## [EXTRACT PROVIDED]

L-DEO will submit a report to NMFS within 90 days after the end of the cruise, which is currently predicted to occur during August, 2004. The report will describe the operations that were conducted and the marine mammals that were detected. The report must provide full documentation of methods, results, and interpretation pertaining to all monitoring tasks. The report will summarize the dates and locations of seismic operations, marine mammal sightings (dates, times, locations, activities, associated seismic survey activities), and estimates of the amount and nature of potential take of marine mammals by harassment or in other ways.

ESA

Under section 7 of the ESA, the National Science Foundation (NSF), the agency funding L-DEO, has begun consultation on the proposed seismic survey. NMFS will also consult on the issuance of an IHA under section 101(a)(5)(D) of the MMPA for this activity. Consultation will be concluded prior to a determination on the issuance of an IHA.

National Environmental Policy Act (NEPA)

The NSF has prepared an EA for the Blanco Fracture Zone oceanographic seismic surveys. NMFS is reviewing this EA and will either adopt it or prepare its own NEPA document before making a determination on the issuance of an IHA. A copy of the NSF EA for this activity is available upon request (see ADDRESSES).

[Descriptions of regions in natural language]

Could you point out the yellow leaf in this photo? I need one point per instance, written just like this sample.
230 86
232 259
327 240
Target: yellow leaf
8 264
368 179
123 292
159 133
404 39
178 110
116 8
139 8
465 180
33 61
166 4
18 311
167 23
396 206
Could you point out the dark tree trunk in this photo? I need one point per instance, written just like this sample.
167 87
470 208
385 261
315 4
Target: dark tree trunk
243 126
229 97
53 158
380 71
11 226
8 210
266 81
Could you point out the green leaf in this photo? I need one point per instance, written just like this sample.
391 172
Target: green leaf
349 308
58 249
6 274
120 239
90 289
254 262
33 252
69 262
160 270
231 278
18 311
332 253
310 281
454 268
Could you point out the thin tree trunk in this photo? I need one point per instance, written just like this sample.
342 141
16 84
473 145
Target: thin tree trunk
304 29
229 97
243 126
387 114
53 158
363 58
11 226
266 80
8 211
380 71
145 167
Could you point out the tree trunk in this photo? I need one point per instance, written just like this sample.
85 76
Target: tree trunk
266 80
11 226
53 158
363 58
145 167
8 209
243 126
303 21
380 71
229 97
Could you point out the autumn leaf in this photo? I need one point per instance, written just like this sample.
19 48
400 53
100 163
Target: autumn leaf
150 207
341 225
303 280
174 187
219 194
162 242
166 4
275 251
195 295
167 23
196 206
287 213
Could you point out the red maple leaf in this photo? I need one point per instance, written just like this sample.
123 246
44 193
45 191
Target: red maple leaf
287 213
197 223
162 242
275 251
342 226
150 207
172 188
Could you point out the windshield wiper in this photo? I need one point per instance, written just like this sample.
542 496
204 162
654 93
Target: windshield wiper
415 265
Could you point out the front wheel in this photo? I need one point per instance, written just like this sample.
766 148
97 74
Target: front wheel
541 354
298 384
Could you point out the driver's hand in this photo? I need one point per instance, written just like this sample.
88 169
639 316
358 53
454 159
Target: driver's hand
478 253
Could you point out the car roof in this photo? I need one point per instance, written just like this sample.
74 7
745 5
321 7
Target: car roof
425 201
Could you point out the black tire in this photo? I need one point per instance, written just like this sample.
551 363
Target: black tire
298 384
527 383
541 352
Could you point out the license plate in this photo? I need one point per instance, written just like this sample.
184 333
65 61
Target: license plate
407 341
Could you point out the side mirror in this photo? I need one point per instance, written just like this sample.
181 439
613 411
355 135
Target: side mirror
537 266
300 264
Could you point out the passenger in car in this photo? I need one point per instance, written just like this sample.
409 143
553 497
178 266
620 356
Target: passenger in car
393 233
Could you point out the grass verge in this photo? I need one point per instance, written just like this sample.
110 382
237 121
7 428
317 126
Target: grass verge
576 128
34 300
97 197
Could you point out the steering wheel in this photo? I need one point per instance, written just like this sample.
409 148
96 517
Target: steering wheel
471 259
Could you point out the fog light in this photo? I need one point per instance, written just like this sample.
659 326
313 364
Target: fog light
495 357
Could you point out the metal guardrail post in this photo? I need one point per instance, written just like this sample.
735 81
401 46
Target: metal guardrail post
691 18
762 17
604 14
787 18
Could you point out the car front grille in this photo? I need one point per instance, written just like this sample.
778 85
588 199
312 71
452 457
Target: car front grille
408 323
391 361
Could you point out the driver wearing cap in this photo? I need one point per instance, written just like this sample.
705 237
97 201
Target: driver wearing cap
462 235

## [REQUIRED ACTION A]
According to the seismic survey notice, within how many days after the end of the cruise will L-DEO submit its report to NMFS?
## [REQUIRED ACTION B]
Update the seismic survey notice from "L-DEO will submit" through "in other ways.", putting "voyage" in place of "cruise".
## [REQUIRED ACTION C]
Take the seismic survey notice further by writing what comes after its last sentence.

## [TASK RESULT A]
Within 90 days.

## [TASK RESULT B]
L-DEO will submit a report to NMFS within 90 days after the end of the voyage, which is currently predicted to occur during August, 2004. The report will describe the operations that were conducted and the marine mammals that were detected. The report must provide full documentation of methods, results, and interpretation pertaining to all monitoring tasks. The report will summarize the dates and locations of seismic operations, marine mammal sightings (dates, times, locations, activities, associated seismic survey activities), and estimates of the amount and nature of potential take of marine mammals by harassment or in other ways.

## [TASK RESULT C]
Preliminary Conclusions

NMFS has preliminarily determined that the impact of conducting the seismic survey on the Blanco Fracture Zone in the NPO. will result, at worst, in a temporary modification in behavior by certain species of marine mammals. This activity is expected to result in no more than a negligible impact on the affected species or stocks.

For reasons stated previously in this document, this preliminary determination is supported by (1) the likelihood that, given sufficient notice through slow ship speed and ramp-up, marine mammals are expected to move away from a noise source that it finds annoying prior to its becoming potentially injurious; (2) recent research that indicates that TTS is unlikely (at least in delphinids) at until levels closer to 200-205 dB re 1 microPa are reached rather than 180 dB re 1 microPa; (3) the fact that 200-205 dB isopleths would be within 100 m (328 ft) of the vessel; and (4) the likelihood that marine mammal detection ability by trained observers is close to 100 percent during daytime and remains high at night to that distance from the seismic vessel. As a result, no take by injury and/or death is anticipated, and the potential for temporary or permanent hearing impairment is very low and will be avoided through the incorporation of the mitigation measures mentioned in this document.

While the number of potential incidental harassment takes will depend on the distribution and abundance of marine mammals in the vicinity of the survey activity, the number of potentialharassment takings is estimated to be small. In addition, the proposed seismic program is not expected to interfere with any subsistence hunts, since seismic operations will not take place in subsistence whaling and sealing areas and will not affect marine mammals used for subsistence purposes.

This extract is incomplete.